**GOAL:** According to the text on the consonant bias in reading, for how long was each forwardly masked nonword prime presented?

**SOURCE:**
In the current series of experiments, we aimed to analyze the emergence of the consonant bias in reading. In particular, we examined the relative contribution of consonants and vowels at early stages of word recognition by conducting a series of experiments – using the procedure employed by New et al. [8] – with beginning (2nd Graders) and intermediate (4th Graders) European Portuguese (EP) developing readers. As a further control, we also conducted the parallel experiment with EP skilled adult readers (university students) - see [45][50] for a similar strategy. As in the New et al.'s experiment [8], we employed a masked priming paradigm and a highly common visual-word identification task (i.e., lexical decision). Di- and tri-syllabic target words (e.g., VASO [VASE] and PIRATA [PIRATE], respectively) selected from the children's lexical Portuguese database ESCOLEX (51) were preceded by a forwardly masked nonword prime (for 50 ms) which could be a consonant-preserving prime (e.g., vesu-VASO or pureto-PIRATA) or a vowel-preserving prime (e.g., zalo-VASO or gicala-PIRATA). We also included an identity priming condition (e.g., vaso-VASO or pirata-PIRATA) and an unrelated priming condition (e.g., tuce-VASO or bocelo-PIRATA) as further controls. As in the New et al. experiment, consonant and vowel position in words was controlled by using two distinct orthographic and phonological structures as defined by consonant (Cs) and vowel (Vs) order within the word in each syllable length. Thus, half of the target words started with a consonant (CVCV - e.g., VASO [VASE]; and CVCVCV words - e.g., PIRATA [PIRATE]) - hereafter CV words, and the other half started with a vowel (VCVC – e.g., AZUL [BLUE]; and VCVCVC words - e.g., ANIMAL [ANIMAL]) - hereafter VC words. We should note here that the consonant bias in the New et al. study (8) was observed both for CV (e.g., DIVA) and VC target words (e.g., OPUS). The only relevant difference with respect to the New et al. experiment was that here we employed the go/no-go variant of the lexical decision task (i.e., respond to words and refrain from responding to nonwords) rather than the yes/no variant. The go/no-go procedure was preferred because it provides faster and more accurate responses in young readers than the yes/no procedure, while tapping the same underlying processes [52], [53] - see also [54], for a mathematical model of the go/no-go task.

Point labeling data from photos:
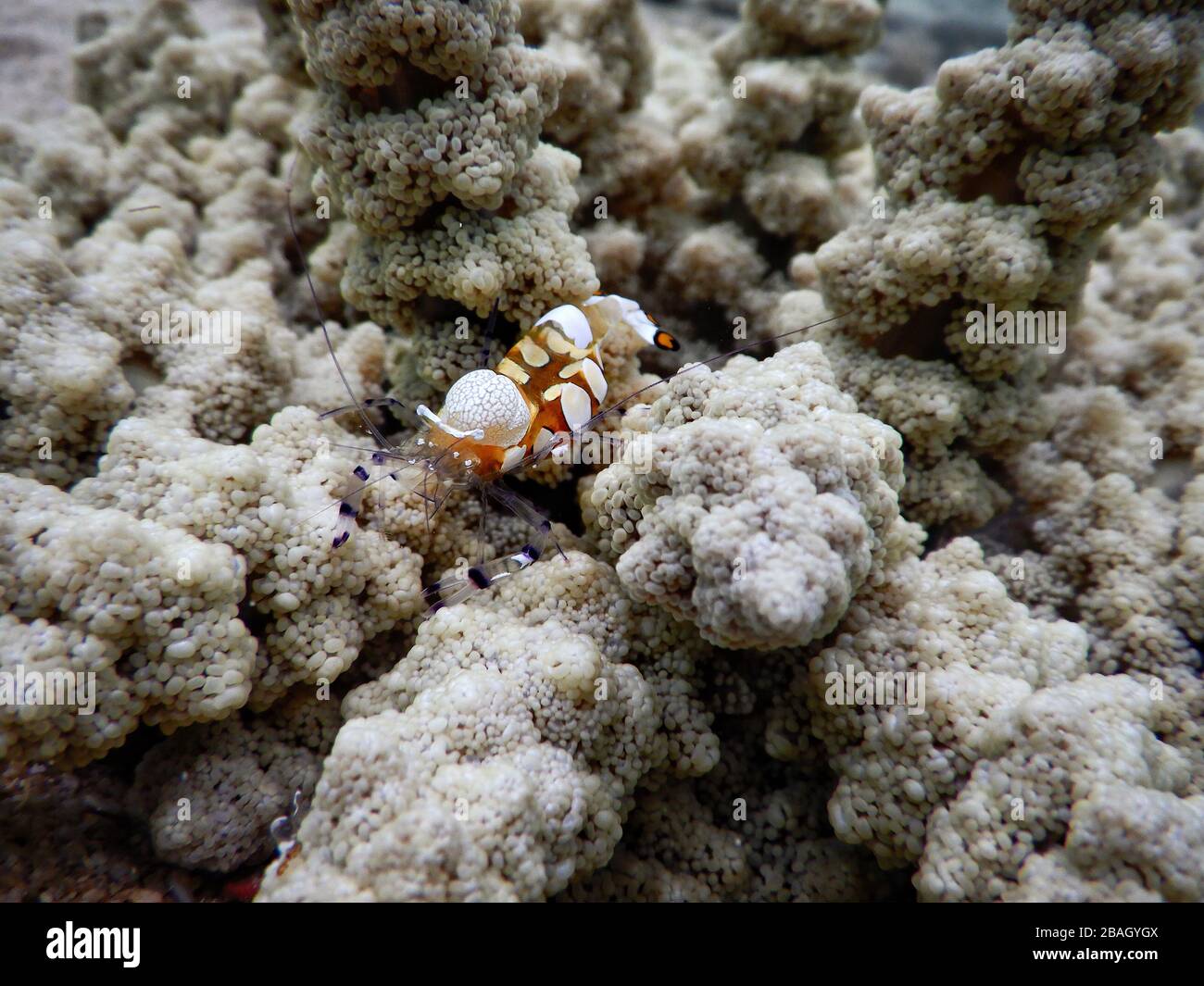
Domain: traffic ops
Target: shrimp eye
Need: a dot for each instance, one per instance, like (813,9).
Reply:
(662,340)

**SOLUTION:** 50 ms.